### ARBEITSAUFTRAG
Beantworte anhand des Auszugs zur Reformpädagogik:
(a) Welches Beispiel nennt der Auszug für Selbstpositionierungen, die klassischerweise stark zwischen Affirmation und Verteidigung gelagert sind?
(b) Auf welche Bezüge verzichten die Darstellungen der heutigen Reformpädagogik laut Auszug in Teilen?
(c) Welche drei methodisch-didaktischen Stichworte werden genannt?

### VORLIEGENDER TEXT

--

Nicht notwendig muss dies mit einem Mangel an Reflexivität gegenüber den praktischen Vollzügen einhergehen, in den vorliegenden Beiträgen jedoch dominiert nicht selten ein Modus der Darstellung, der – nicht nur bei den klassischerweise stark zwischen Affirmation und Verteidigung gelagerten Selbstpositionierungen wie etwa zur Waldorfpädagogik – eher pejorativ-werbend bis missionarisch in der Tonlage gehalten ist, als es eine übersichtliche und erschließende Rekonstruktion im Handbuch-Charakter erforderlich machen würde. So geraten die Darstellungen der heutigen Reformpädagogik zu deskriptiven Anzeigen, die in Teilen ohne Bezüge auf bildungstheoretische, historiographische oder schultheoretische Diskussionen auskommen. Aus der Gesamtanlage dieses zwar insgesamt sehr umfangreichen Bandes resultiert in Konsequenz eine verkürzende Behandlung reformpädagogischer Motive, Praktiken und Anliegen, die – entgegen des Anspruchs des Handbuchs auf Aktualisierung – kaum anders denn als entweder historisch abgeschlossen oder als stichwortartig benannte methodisch-didaktische Repertoires wie ‚Individualisierung‘, ‚Anschaulichkeit‘ oder ‚Projektarbeit‘ behandelt werden.

--

### DATENAUSZUG
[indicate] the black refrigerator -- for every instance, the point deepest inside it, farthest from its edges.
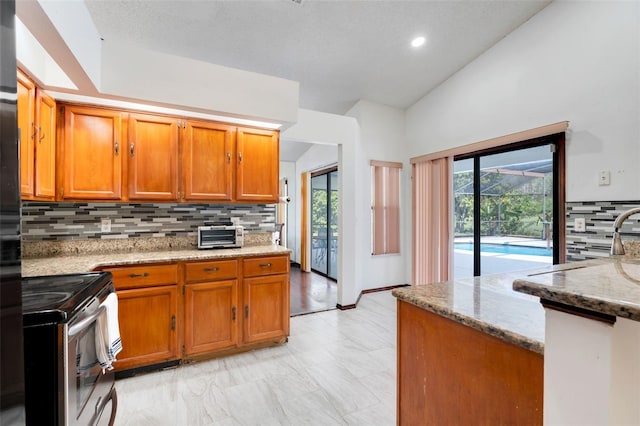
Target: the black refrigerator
(11, 344)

--

### LÖSUNG
(a) Die Waldorfpädagogik.
(b) Auf Bezüge zu bildungstheoretischen, historiographischen oder schultheoretischen Diskussionen.
(c) ‚Individualisierung‘, ‚Anschaulichkeit‘ und ‚Projektarbeit‘.